• **Required work**
Write out every line of the material as it stands, apart from the pictures.

Records from a dataset
------------------------

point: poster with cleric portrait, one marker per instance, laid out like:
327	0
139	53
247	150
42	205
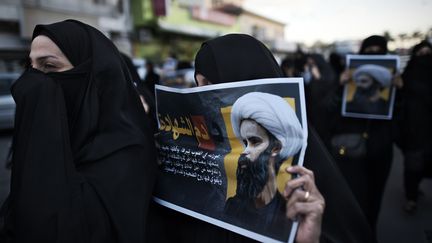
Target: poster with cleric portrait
369	92
225	147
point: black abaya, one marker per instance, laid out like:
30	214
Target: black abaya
239	57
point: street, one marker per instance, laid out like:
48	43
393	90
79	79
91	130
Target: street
394	226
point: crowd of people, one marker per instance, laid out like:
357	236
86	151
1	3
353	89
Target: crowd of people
84	156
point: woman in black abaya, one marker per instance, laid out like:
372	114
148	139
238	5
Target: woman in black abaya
238	57
83	154
366	174
417	116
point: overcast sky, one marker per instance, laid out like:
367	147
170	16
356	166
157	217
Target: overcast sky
330	20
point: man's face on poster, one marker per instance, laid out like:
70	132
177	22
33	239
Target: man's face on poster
367	86
253	164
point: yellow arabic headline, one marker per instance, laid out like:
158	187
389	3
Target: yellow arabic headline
185	127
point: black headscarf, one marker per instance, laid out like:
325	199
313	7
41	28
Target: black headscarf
374	40
237	57
84	159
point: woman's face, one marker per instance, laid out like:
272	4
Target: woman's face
47	57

------------------------

• **Problem solution**
point: poster with cleric portrait, one marker per instance, laid out like:
327	0
139	53
247	150
42	205
Target: poster with cleric portrait
369	92
225	147
point: black abaya, one marker per instance, laid out like:
30	214
Target: black abaya
239	57
point: street, one marker per instance, laid out like:
48	43
393	90
79	79
91	130
Target: street
394	226
point: crowd of people, one marker per instance, laid out like:
357	236
86	151
1	3
353	89
Target: crowd of people
84	156
point: woman in black abaya, one marker per instance, laid out like:
372	114
148	139
238	5
Target: woman in black abaya
238	57
83	154
366	174
417	116
point: overcast sky, one marker per instance, laid out like:
367	147
170	16
356	166
157	217
Target: overcast sky
330	20
point: man's face on poster, one marker per instance, laid out like:
70	132
177	22
33	239
Target: man's face on poster
367	86
253	164
point: yellow arabic headline, one marker per instance, laid out like:
158	187
389	3
Target: yellow arabic headline
185	127
point: black headscarf, one marker per instance, laid out like:
325	199
313	7
41	28
Target: black headscarf
374	40
237	57
84	159
point: woman's face, one marker per instance, laid out like:
272	4
Target: woman's face
47	57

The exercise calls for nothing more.